TASK BRIEF
Could you give the data below again, exactly and completely?

Data records:
====
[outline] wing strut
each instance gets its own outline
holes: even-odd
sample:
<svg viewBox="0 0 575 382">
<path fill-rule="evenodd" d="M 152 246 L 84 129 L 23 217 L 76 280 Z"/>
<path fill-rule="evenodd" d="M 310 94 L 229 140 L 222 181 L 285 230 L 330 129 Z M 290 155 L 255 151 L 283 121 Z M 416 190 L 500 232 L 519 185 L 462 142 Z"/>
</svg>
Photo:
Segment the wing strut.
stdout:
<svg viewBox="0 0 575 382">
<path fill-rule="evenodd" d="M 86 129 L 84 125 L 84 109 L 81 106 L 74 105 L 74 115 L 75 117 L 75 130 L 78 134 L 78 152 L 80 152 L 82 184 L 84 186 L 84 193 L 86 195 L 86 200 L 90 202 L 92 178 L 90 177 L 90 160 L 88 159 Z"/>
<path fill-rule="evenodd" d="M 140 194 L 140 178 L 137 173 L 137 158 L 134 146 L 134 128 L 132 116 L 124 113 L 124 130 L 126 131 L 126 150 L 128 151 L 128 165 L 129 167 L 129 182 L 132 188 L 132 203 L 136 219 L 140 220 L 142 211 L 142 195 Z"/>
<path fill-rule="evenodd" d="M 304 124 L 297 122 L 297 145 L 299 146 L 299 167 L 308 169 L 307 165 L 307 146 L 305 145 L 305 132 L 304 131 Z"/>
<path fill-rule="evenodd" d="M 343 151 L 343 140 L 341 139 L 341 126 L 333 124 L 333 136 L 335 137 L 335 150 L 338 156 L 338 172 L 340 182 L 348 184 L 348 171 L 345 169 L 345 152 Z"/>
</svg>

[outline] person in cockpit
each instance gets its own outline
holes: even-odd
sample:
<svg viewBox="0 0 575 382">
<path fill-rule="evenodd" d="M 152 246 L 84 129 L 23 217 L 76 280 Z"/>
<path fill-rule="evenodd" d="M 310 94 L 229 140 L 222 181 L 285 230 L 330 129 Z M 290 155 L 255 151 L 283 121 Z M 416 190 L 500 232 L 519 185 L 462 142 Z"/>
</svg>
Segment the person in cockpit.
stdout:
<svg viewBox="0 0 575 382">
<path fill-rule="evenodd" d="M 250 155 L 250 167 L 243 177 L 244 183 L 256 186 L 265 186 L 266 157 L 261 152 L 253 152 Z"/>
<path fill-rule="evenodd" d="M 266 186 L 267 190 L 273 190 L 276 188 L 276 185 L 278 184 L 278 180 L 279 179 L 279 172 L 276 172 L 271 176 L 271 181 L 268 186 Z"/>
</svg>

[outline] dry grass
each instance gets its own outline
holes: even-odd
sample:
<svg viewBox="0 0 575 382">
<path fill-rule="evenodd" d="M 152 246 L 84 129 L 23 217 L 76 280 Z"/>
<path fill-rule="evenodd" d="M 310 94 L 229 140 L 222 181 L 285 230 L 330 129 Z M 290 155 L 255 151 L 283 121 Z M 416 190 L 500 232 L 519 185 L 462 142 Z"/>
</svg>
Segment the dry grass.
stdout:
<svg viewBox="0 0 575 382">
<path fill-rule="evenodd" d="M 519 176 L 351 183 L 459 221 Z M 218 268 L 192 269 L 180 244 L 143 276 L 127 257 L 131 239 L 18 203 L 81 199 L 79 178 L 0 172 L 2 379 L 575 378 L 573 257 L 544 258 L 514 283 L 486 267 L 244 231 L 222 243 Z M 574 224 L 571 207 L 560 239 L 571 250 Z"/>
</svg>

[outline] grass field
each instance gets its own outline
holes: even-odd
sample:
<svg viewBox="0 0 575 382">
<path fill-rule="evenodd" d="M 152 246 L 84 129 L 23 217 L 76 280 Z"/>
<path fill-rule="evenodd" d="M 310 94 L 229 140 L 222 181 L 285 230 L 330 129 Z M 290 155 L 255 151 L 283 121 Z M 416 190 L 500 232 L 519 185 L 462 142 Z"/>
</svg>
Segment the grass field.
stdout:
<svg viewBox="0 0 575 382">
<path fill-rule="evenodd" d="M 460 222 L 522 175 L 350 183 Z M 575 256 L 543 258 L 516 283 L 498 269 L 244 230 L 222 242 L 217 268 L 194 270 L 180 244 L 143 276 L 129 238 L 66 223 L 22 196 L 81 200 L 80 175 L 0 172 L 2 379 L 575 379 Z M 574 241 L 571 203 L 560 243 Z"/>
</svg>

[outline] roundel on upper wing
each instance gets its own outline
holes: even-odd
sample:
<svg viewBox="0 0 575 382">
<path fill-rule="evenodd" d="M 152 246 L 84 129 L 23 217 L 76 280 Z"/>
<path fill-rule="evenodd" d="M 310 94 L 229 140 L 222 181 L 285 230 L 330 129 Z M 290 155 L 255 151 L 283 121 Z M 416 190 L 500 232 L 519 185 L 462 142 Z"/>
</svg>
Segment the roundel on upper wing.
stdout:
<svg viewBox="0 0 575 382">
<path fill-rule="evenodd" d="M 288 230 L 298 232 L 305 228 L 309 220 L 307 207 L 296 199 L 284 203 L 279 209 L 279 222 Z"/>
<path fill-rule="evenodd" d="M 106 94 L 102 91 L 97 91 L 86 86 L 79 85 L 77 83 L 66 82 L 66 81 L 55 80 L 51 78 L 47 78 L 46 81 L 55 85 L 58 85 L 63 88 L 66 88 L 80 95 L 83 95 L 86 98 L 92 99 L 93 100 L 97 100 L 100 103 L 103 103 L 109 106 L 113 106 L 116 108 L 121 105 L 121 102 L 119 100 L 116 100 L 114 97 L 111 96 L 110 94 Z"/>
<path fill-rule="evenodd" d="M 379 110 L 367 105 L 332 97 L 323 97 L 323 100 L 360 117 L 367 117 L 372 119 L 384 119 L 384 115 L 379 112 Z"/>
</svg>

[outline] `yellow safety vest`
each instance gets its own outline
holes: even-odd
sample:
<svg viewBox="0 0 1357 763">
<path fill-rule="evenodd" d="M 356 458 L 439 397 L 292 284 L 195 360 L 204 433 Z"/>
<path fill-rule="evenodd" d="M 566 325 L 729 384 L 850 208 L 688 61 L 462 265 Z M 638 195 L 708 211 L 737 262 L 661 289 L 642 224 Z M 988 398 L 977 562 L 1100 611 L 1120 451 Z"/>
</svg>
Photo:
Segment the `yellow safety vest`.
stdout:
====
THE COMPLETED TASK
[outline] wing strut
each instance gets its own outline
holes: even-odd
sample:
<svg viewBox="0 0 575 382">
<path fill-rule="evenodd" d="M 152 246 L 84 129 L 23 217 L 76 280 Z"/>
<path fill-rule="evenodd" d="M 310 94 L 229 140 L 222 181 L 285 230 L 330 129 Z M 290 155 L 255 151 L 283 121 Z M 416 190 L 500 232 L 519 185 L 462 142 Z"/>
</svg>
Photo:
Segment the wing strut.
stdout:
<svg viewBox="0 0 575 382">
<path fill-rule="evenodd" d="M 86 129 L 84 125 L 84 109 L 81 106 L 74 105 L 74 115 L 75 117 L 75 130 L 78 134 L 78 152 L 80 152 L 82 184 L 84 186 L 84 193 L 86 195 L 86 200 L 90 202 L 92 178 L 90 177 L 90 160 L 88 159 Z"/>
<path fill-rule="evenodd" d="M 140 194 L 140 178 L 137 173 L 137 158 L 134 146 L 134 128 L 132 116 L 124 113 L 124 130 L 126 131 L 126 150 L 128 151 L 128 165 L 129 167 L 129 182 L 132 188 L 132 203 L 136 219 L 140 220 L 142 211 L 142 195 Z"/>
<path fill-rule="evenodd" d="M 304 124 L 297 122 L 297 145 L 299 146 L 299 167 L 308 169 L 307 165 L 307 146 L 305 145 L 305 132 L 304 131 Z"/>
<path fill-rule="evenodd" d="M 343 151 L 343 140 L 341 139 L 341 126 L 333 124 L 333 136 L 335 137 L 335 150 L 338 156 L 338 172 L 340 182 L 348 184 L 348 171 L 345 169 L 345 152 Z"/>
</svg>

[outline] person in cockpit
each instance gets its own outline
holes: even-odd
sample:
<svg viewBox="0 0 575 382">
<path fill-rule="evenodd" d="M 152 246 L 84 129 L 23 217 L 76 280 Z"/>
<path fill-rule="evenodd" d="M 310 94 L 229 140 L 222 181 L 285 230 L 330 129 Z M 290 155 L 255 151 L 283 121 Z M 416 190 L 500 232 L 519 185 L 462 142 Z"/>
</svg>
Segment the person in cockpit.
stdout:
<svg viewBox="0 0 575 382">
<path fill-rule="evenodd" d="M 250 155 L 250 167 L 243 177 L 244 183 L 256 186 L 265 186 L 266 157 L 261 152 L 253 152 Z"/>
<path fill-rule="evenodd" d="M 266 186 L 267 190 L 273 190 L 276 188 L 276 185 L 278 184 L 278 180 L 279 179 L 279 172 L 276 172 L 271 176 L 271 181 L 268 186 Z"/>
</svg>

[outline] dry grass
each instance gets its own outline
holes: even-odd
sample:
<svg viewBox="0 0 575 382">
<path fill-rule="evenodd" d="M 152 246 L 84 129 L 23 217 L 76 280 Z"/>
<path fill-rule="evenodd" d="M 310 94 L 229 140 L 222 181 L 285 230 L 330 129 Z M 290 155 L 255 151 L 283 121 Z M 416 190 L 500 232 L 519 185 L 462 142 Z"/>
</svg>
Segment the dry grass.
stdout:
<svg viewBox="0 0 575 382">
<path fill-rule="evenodd" d="M 519 176 L 351 183 L 459 221 Z M 218 268 L 192 269 L 180 244 L 143 276 L 127 257 L 131 239 L 18 203 L 81 199 L 79 178 L 0 172 L 2 379 L 575 378 L 573 257 L 544 258 L 514 283 L 486 267 L 244 231 L 222 243 Z M 574 224 L 571 207 L 560 239 L 571 250 Z"/>
</svg>

[outline] grass field
each instance gets its own outline
holes: even-odd
sample:
<svg viewBox="0 0 575 382">
<path fill-rule="evenodd" d="M 152 246 L 84 129 L 23 217 L 76 280 Z"/>
<path fill-rule="evenodd" d="M 310 94 L 229 140 L 222 181 L 285 230 L 330 129 Z M 290 155 L 255 151 L 283 121 Z M 416 190 L 500 232 L 519 185 L 462 142 Z"/>
</svg>
Segment the grass field.
stdout:
<svg viewBox="0 0 575 382">
<path fill-rule="evenodd" d="M 460 222 L 522 175 L 350 183 Z M 575 256 L 543 258 L 516 283 L 498 269 L 244 230 L 222 242 L 217 268 L 194 270 L 180 244 L 143 276 L 129 238 L 66 223 L 22 196 L 81 200 L 80 175 L 0 172 L 2 379 L 575 379 Z M 574 241 L 571 203 L 560 243 Z"/>
</svg>

[outline] roundel on upper wing
each instance gets its own outline
holes: even-odd
sample:
<svg viewBox="0 0 575 382">
<path fill-rule="evenodd" d="M 152 246 L 84 129 L 23 217 L 76 280 Z"/>
<path fill-rule="evenodd" d="M 310 94 L 229 140 L 222 181 L 285 230 L 330 129 Z M 290 155 L 255 151 L 283 121 Z M 416 190 L 500 232 L 519 185 L 462 142 Z"/>
</svg>
Segment the roundel on upper wing.
stdout:
<svg viewBox="0 0 575 382">
<path fill-rule="evenodd" d="M 288 230 L 298 232 L 305 228 L 309 220 L 307 207 L 296 199 L 284 203 L 279 209 L 279 222 Z"/>
<path fill-rule="evenodd" d="M 106 94 L 102 91 L 97 91 L 86 86 L 79 85 L 77 83 L 66 82 L 66 81 L 55 80 L 51 78 L 47 78 L 46 81 L 55 85 L 58 85 L 63 88 L 66 88 L 80 95 L 83 95 L 86 98 L 92 99 L 93 100 L 97 100 L 100 103 L 103 103 L 109 106 L 113 106 L 116 108 L 121 105 L 121 102 L 119 100 L 116 100 L 114 97 L 111 96 L 110 94 Z"/>
<path fill-rule="evenodd" d="M 379 110 L 367 105 L 332 97 L 323 97 L 323 100 L 360 117 L 367 117 L 372 119 L 384 119 L 384 115 L 379 112 Z"/>
</svg>

[outline] `yellow safety vest`
each instance gets its own outline
holes: even-odd
sample:
<svg viewBox="0 0 1357 763">
<path fill-rule="evenodd" d="M 356 458 L 439 397 L 292 284 L 195 360 L 204 433 Z"/>
<path fill-rule="evenodd" d="M 566 325 L 729 384 L 850 208 L 688 61 L 462 265 Z M 638 195 L 708 211 L 737 262 L 661 289 L 642 224 Z M 988 398 L 977 562 L 1100 611 L 1120 451 Z"/>
</svg>
Photo:
Segment the `yellow safety vest`.
stdout:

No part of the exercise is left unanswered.